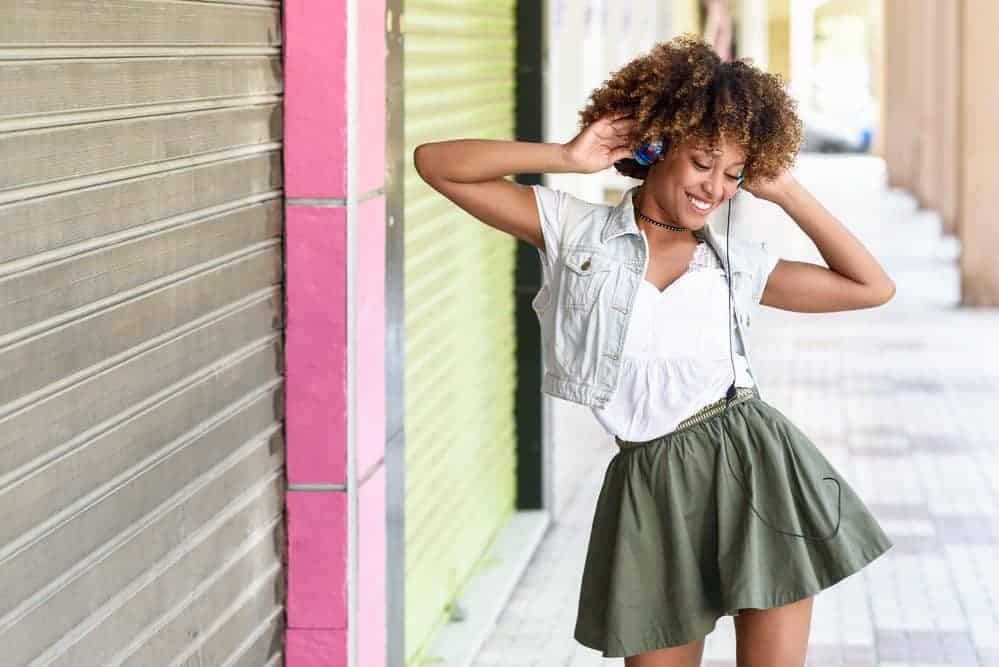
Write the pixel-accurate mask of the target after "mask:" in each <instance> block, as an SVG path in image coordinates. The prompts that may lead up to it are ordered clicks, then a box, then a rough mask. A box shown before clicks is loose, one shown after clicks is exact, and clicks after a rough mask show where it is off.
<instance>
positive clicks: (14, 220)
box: [0, 0, 284, 667]
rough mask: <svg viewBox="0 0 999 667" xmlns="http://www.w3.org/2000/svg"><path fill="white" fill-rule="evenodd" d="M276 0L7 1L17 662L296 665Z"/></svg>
mask: <svg viewBox="0 0 999 667" xmlns="http://www.w3.org/2000/svg"><path fill="white" fill-rule="evenodd" d="M280 39H281V16H280V7H279V5H278V3H277V2H265V1H257V2H251V1H249V0H247V1H245V2H238V1H230V2H227V3H224V4H223V3H210V2H190V1H184V0H180V1H170V2H166V1H164V2H156V1H149V0H104V1H102V2H67V1H66V0H0V160H2V162H0V164H2V165H3V169H2V170H0V313H2V317H0V507H3V508H4V512H3V516H4V520H3V521H2V522H0V655H2V656H3V658H2V662H3V664H4V665H12V666H13V665H24V664H28V663H31V664H33V665H34V664H38V665H64V666H67V667H68V666H72V667H83V666H85V665H100V666H101V667H107V666H110V665H119V664H135V665H167V664H173V661H177V662H183V663H184V664H195V663H197V664H206V665H229V664H237V663H238V664H247V665H250V664H252V665H279V664H281V661H282V659H283V657H282V653H281V642H280V639H281V637H282V636H283V624H284V613H283V612H284V608H283V605H284V594H283V582H284V569H283V563H282V555H281V546H282V544H283V518H282V517H283V499H284V469H283V467H284V447H283V439H282V416H281V404H282V400H281V391H282V385H283V378H282V352H281V346H282V248H281V238H282V228H283V202H282V198H281V194H282V190H281V188H282V183H281V133H282V127H281V89H282V80H281V44H280Z"/></svg>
--*--
→ **ASSIGNMENT**: Render every line of the listing above as a numbered list, skipping blank lines and omitting the pictures.

→ **OUTPUT BELOW**:
1. Write the pixel-accurate mask of the target after "mask:" in each <instance> block, as an SVG path in image coordinates. The prompts that may lead up to it are ordered clicks, then a box, then a rough mask. A box shown before clicks is loose, one shown after clicks is exact, and clicks after a rough mask show where it is off.
2. <instance>
3. positive clicks: (14, 220)
4. box: [0, 0, 284, 667]
5. rough mask: <svg viewBox="0 0 999 667" xmlns="http://www.w3.org/2000/svg"><path fill="white" fill-rule="evenodd" d="M276 0L7 1L17 662L296 665Z"/></svg>
6. mask: <svg viewBox="0 0 999 667" xmlns="http://www.w3.org/2000/svg"><path fill="white" fill-rule="evenodd" d="M280 39H281V16H280V7H279V5H278V3H277V2H265V1H257V2H251V1H249V0H247V1H245V2H238V1H230V2H227V3H224V4H223V3H210V2H190V1H184V0H180V1H170V2H166V1H164V2H156V1H149V0H104V1H102V2H67V1H66V0H0V160H2V162H0V164H2V165H3V169H2V170H0V313H2V317H0V507H3V508H4V512H3V516H4V520H3V521H2V522H0V655H2V656H3V658H2V662H3V664H4V665H12V666H13V665H24V664H28V663H31V664H33V665H34V664H38V665H64V666H67V667H68V666H72V667H83V666H85V665H100V666H101V667H107V666H110V665H119V664H135V665H167V664H173V661H177V662H183V663H184V664H195V663H197V664H206V665H229V664H237V663H238V664H247V665H250V664H252V665H279V664H281V661H282V659H283V657H282V653H281V642H280V639H281V637H282V636H283V624H284V613H283V612H284V608H283V605H284V594H283V582H284V569H283V563H282V555H281V546H282V544H283V518H282V517H283V499H284V469H283V467H284V447H283V439H282V416H281V404H282V400H281V391H282V385H283V378H282V352H281V346H282V248H281V238H282V228H283V202H282V198H281V194H282V190H281V188H282V183H281V133H282V127H281V89H282V80H281V44H280Z"/></svg>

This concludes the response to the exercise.